Daftar Tugas
- A) Menurut teks tentang gajah patroli di Taman Nasional Way Kambas, berapa orang mahout yang menunggangi satu gajah jinak dalam tugas patroli?
- B) Salin persis bagian teks tentang gajah patroli di Taman Nasional Way Kambas dari "Tugas patroli dilakukan" hingga "kilometer per jam.".

Dokumen
>>>>

TRIBUNNEWS.COM, LAMPUNG - Ada sekitar 250 gajah liar dan 66 gajah jinak yang tinggal di Taman Nasional Way Kambas, Lampung Timur.
Sebagian gajah jinak dipilih menjadi gajah patroli penghalau konflik gajah-manusia.
Mereka tergabung dalam Elephant Respons Unit (ERU).
Gajah patroli penghalau konflik biasanya merupakan gajah jantan bertubuh besar.
Mereka dipilih untuk menakuti gajah-gajah liar yang melintas keluar batas kawasan taman nasional hingga merusak perladangan warga.
KOMPAS/ANGGER PUTRANTO - Gajah mendapatkan suplemen di Taman Nasional Way Kambas, Lampung Timur.
Tugas patroli dilakukan sore hari.
Satu gajah jinak ditunggangi dua orang mahout (pawang).
Mahout yang bertugas mengendalikan laju gajah duduk di bagian tengkuk, sedangkan pawang yang bertugas sebagai pemantau berdiri di punggung gajah.
Saat mengusir gajah liar yang keluar kawasan, tak jarang gajah harus berlari dengan kecepatan sekitar 60 kilometer per jam.

<<<<

Baris Data
>>>>

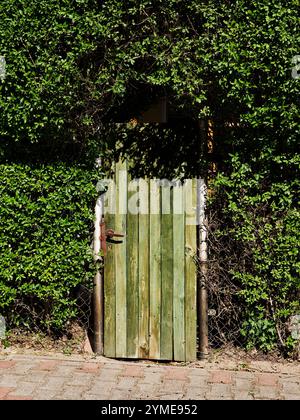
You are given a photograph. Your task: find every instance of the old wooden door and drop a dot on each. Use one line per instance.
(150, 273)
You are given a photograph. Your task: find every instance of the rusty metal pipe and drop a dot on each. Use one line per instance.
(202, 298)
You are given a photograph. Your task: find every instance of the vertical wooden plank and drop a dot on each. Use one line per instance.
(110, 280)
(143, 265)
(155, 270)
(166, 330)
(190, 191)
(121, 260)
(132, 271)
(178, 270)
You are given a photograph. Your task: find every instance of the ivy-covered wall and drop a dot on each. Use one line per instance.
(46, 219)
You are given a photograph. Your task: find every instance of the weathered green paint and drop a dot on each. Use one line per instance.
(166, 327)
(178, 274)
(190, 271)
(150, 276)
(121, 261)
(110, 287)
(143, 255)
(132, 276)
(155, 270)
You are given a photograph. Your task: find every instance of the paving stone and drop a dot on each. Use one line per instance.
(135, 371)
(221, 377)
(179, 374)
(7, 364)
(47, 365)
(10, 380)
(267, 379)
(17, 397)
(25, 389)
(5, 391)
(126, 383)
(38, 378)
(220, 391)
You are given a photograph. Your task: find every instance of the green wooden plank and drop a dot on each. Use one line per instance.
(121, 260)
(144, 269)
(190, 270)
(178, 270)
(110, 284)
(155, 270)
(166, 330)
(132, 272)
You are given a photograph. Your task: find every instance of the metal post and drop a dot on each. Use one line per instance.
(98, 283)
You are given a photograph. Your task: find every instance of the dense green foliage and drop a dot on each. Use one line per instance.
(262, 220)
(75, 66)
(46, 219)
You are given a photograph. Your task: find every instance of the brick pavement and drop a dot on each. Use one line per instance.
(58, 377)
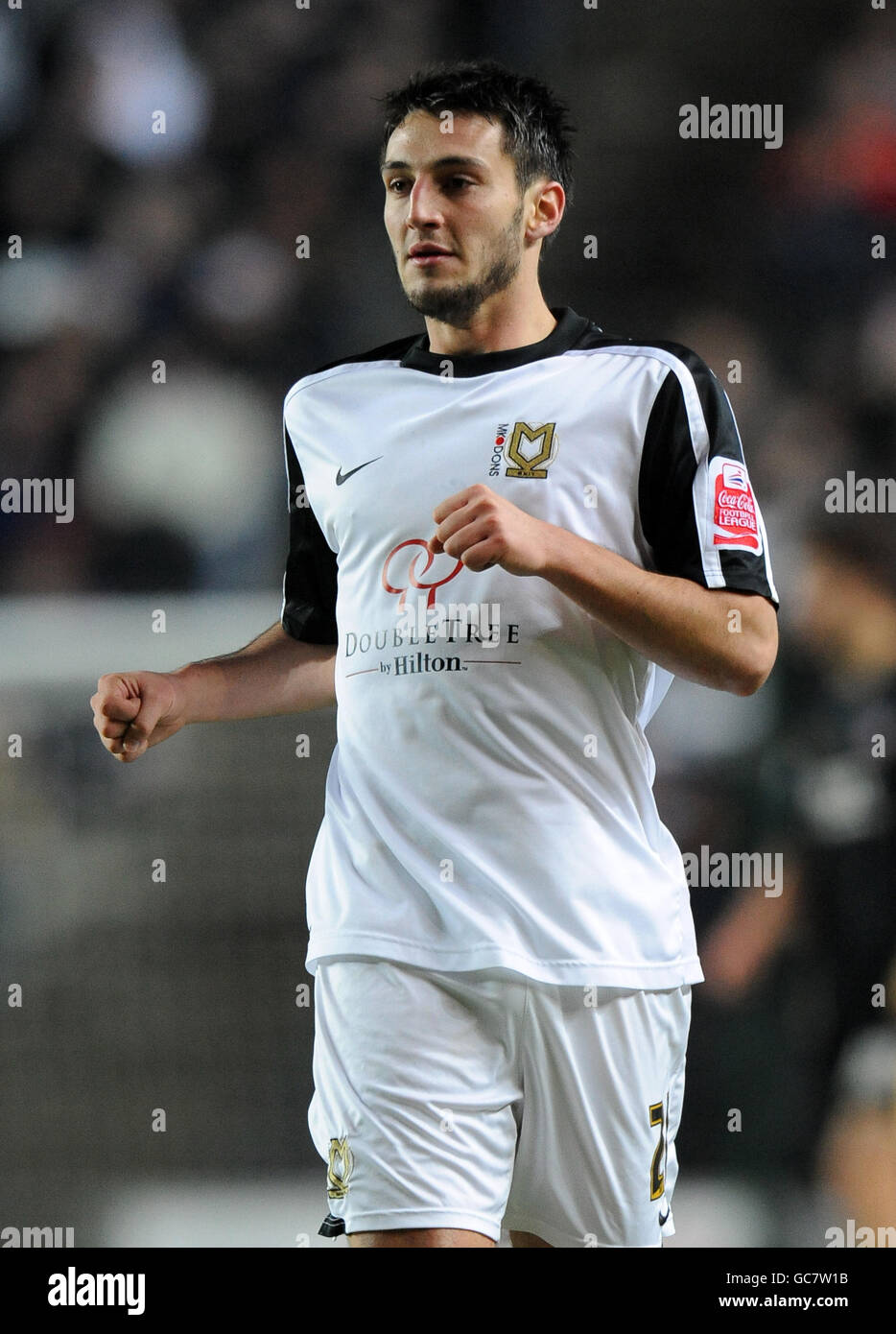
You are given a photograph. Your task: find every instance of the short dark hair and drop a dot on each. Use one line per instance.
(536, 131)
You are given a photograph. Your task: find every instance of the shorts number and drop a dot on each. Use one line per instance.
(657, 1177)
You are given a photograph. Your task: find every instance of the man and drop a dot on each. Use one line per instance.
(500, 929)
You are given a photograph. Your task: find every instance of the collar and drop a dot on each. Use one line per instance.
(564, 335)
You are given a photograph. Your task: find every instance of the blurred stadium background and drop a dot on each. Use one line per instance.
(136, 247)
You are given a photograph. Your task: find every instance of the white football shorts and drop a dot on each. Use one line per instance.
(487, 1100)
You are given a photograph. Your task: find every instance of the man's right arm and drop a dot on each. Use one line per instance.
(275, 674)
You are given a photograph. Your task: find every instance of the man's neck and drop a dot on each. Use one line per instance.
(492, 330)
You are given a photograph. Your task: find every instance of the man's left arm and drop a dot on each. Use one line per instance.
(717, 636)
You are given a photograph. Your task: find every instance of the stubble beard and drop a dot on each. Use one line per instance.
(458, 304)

<<<<
>>>>

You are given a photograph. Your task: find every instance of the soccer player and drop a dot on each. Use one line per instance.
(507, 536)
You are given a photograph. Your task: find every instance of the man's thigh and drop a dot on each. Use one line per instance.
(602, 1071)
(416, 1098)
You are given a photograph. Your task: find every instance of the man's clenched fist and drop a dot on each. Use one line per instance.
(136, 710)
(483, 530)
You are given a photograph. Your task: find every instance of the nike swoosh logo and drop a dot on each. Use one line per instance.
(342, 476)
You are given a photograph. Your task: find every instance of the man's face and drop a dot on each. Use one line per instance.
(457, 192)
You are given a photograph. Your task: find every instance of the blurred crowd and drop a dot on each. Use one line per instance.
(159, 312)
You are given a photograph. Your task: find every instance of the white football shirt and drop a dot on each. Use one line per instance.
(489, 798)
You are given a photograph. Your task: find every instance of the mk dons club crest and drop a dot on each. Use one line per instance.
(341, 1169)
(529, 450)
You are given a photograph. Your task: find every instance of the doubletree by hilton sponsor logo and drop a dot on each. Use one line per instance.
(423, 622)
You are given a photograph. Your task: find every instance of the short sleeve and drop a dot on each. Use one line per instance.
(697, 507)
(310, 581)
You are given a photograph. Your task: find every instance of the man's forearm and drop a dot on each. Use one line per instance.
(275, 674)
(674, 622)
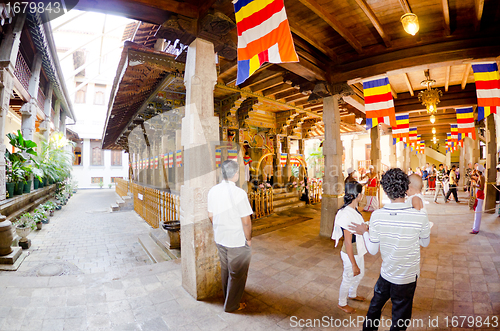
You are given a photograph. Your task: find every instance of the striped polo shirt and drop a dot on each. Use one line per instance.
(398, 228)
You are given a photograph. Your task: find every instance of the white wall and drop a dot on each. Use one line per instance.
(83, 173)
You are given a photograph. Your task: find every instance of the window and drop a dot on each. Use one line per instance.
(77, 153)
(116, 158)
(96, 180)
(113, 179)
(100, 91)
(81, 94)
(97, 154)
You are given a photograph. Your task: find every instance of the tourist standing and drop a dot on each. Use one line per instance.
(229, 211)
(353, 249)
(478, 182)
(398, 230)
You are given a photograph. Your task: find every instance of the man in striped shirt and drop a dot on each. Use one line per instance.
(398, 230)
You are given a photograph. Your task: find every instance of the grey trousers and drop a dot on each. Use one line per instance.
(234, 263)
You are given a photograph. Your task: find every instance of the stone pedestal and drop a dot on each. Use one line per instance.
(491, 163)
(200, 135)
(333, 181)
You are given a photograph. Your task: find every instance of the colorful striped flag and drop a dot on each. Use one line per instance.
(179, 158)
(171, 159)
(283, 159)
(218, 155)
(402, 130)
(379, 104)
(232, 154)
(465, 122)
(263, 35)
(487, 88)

<<<<

Hasil Latihan
- A) Dua orang mahout.

- B)
Tugas patroli dilakukan sore hari.
Satu gajah jinak ditunggangi dua orang mahout (pawang).
Mahout yang bertugas mengendalikan laju gajah duduk di bagian tengkuk, sedangkan pawang yang bertugas sebagai pemantau berdiri di punggung gajah.
Saat mengusir gajah liar yang keluar kawasan, tak jarang gajah harus berlari dengan kecepatan sekitar 60 kilometer per jam.